DOCUMENT TEXT:

# # # # #

2. The system as claimed in claim 1, wherein the audio signal processing unit further comprises a first amplifier, connected to the audio signal sensing unit, for amplifying the audio signals.

3. The system as claimed in claim 2, wherein the audio signal processing unit further comprises a low-pass filter, connected to the first amplifier, for eliminating noise signals in the audio signals.

4. The system as claimed in claim 3, wherein the audio signal processing unit further comprises a high-pass filter, connected to the low-pass filter, for adjusting levels of the audio signals

5. The system as claimed in claim 1, wherein the electrocardiogram signal sensing unit comprises a first electrode, a second electrode and a third electrode.

6. The system as claimed in claim 5, wherein the first electrode is placed in a position capable of receiving the heart sound.

7. The system as claimed in claim 6, wherein the audio signal sensing unit is a microphone located on the first electrode.

# # # # #

Collected data

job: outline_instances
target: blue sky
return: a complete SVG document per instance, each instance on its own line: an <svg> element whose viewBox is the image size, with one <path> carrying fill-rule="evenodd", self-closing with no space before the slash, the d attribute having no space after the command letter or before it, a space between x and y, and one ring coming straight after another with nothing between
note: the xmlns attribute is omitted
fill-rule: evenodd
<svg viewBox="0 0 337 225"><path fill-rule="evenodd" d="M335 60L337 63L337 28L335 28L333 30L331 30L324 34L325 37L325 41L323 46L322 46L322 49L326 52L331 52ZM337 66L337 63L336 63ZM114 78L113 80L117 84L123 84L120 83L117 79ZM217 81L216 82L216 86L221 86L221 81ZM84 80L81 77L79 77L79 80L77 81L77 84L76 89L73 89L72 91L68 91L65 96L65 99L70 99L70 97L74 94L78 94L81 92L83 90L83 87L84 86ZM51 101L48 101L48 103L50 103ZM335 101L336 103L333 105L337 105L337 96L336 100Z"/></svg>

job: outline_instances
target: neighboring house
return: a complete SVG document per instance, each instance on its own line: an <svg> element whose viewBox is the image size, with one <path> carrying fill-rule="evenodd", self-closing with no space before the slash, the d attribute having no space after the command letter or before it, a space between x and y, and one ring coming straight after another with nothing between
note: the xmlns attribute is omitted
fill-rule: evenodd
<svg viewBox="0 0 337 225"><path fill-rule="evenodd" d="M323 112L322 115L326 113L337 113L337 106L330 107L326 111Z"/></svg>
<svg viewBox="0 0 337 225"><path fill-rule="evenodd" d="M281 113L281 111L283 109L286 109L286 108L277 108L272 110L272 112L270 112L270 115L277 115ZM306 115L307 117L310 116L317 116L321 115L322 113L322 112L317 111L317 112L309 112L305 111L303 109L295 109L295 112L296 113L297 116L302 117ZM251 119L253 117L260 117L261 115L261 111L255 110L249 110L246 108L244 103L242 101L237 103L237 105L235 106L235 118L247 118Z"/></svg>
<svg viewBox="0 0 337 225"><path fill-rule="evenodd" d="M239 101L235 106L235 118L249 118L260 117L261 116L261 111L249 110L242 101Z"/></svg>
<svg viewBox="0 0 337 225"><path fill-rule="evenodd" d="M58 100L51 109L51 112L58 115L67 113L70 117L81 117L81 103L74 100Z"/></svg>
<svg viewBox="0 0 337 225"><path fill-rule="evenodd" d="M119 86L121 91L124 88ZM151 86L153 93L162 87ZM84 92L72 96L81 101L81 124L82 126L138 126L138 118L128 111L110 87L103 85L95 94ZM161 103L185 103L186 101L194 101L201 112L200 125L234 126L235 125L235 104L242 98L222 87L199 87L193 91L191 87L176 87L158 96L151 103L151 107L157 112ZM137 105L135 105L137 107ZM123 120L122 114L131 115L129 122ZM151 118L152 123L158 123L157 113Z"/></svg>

# # # # #

Summarize the patent claims in two sentences. Work only from the patent claims and not from the listing.

EXERCISE RESULT:
The system's audio signal processing unit further comprises a first amplifier that amplifies the audio signals, a low-pass filter that eliminates noise signals, and a high-pass filter that adjusts signal levels, each connected to the one before it. The electrocardiogram signal sensing unit comprises three electrodes, the first placed where it can receive the heart sound, and the audio signal sensing unit is a microphone located on that first electrode.